• [抜粋]:
========================================================================

2020年5月10日主日礼拝<使命による回復>鄭然元牧師

大阪教会 主日礼拝 <2020510>教会創立99周年記念

                       説教 鄭然元牧師 / 通訳 金光成長老

* 聖書:ヨハネによる福音書 21章15節-17節

* 題目 : < 使命による回復>

<日本語/新共同訳>

15.食事が終わると、イエスはシモントロに、「ヨハネの子シモン、この人たち以上にわたしを愛しているか」と言われた。ペトロが、「はい、主よ、わたしがあなたを愛していることは、あなたがご存じです」と言うと、イエスは、「わたしの小羊を飼いなさい」と言われた。16. 二度目にイエスは言われた。「ヨハネの子シモン、わたしを愛しているか。」ペトロが、「はい、主よ、わたしがあなたを愛していることは、あなたがご存じです」と言うと、イエスは、「わたしの羊の世話をしなさい」と言われた。17. 三度目にイエスは言われた。「ヨハネの子シモン、わたしを愛しているか。」ペトロは、イエスが三度目も、「わたしを愛しているか」と言われたので、悲しくなった。そして言った。「主よ、あなたは何もかもご存じです。わたしがあなたを愛していることを、あなたはよく知っておられます。」イエスは言われた。「わたしの羊を飼いなさい。」

========================================================================

(物体ポインティング用データセットの行)
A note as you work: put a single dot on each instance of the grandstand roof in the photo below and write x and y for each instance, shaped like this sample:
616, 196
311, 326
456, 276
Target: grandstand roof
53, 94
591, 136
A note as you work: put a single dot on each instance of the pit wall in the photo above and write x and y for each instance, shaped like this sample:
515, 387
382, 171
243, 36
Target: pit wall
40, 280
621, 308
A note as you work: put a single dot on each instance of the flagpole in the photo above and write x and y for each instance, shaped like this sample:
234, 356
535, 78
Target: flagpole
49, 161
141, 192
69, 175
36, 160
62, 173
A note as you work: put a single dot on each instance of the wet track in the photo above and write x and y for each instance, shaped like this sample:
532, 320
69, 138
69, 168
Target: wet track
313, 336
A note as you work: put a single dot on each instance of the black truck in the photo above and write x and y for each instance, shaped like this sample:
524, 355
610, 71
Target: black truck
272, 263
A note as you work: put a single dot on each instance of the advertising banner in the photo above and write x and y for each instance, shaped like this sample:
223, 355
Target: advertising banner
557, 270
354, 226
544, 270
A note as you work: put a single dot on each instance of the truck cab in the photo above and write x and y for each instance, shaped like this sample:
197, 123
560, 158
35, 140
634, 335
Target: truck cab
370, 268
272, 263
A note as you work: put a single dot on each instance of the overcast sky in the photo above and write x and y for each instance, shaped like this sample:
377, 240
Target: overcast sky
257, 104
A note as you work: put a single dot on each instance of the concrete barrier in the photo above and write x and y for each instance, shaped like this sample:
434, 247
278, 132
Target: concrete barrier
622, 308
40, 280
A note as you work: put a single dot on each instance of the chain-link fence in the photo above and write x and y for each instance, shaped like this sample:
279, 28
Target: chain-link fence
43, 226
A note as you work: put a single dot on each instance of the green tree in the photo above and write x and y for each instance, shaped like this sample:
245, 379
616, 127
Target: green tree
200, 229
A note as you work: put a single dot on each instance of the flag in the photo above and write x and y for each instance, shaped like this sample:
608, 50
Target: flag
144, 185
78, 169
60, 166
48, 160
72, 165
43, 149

========================================================================

• [練習問題]:
a – 抜粋によると、この説教の通訳を務めたのは誰ですか。
b – 行データのうち、「of the concrete」を含む行から始め、行データの最後の行まで、一字一句そのまま書き写してください。
抜粋と行データは、それぞれ別の出典から取られたものです。

• [解答一覧]:
a – 金光成長老です。

b –
A note as you work: put a single dot on each instance of the concrete barrier in the photo above and write x and y for each instance, shaped like this sample:
434, 247
278, 132
Target: concrete barrier
622, 308
40, 280
A note as you work: put a single dot on each instance of the chain-link fence in the photo above and write x and y for each instance, shaped like this sample:
279, 28
Target: chain-link fence
43, 226
A note as you work: put a single dot on each instance of the green tree in the photo above and write x and y for each instance, shaped like this sample:
245, 379
616, 127
Target: green tree
200, 229
A note as you work: put a single dot on each instance of the flag in the photo above and write x and y for each instance, shaped like this sample:
608, 50
Target: flag
144, 185
78, 169
60, 166
48, 160
72, 165
43, 149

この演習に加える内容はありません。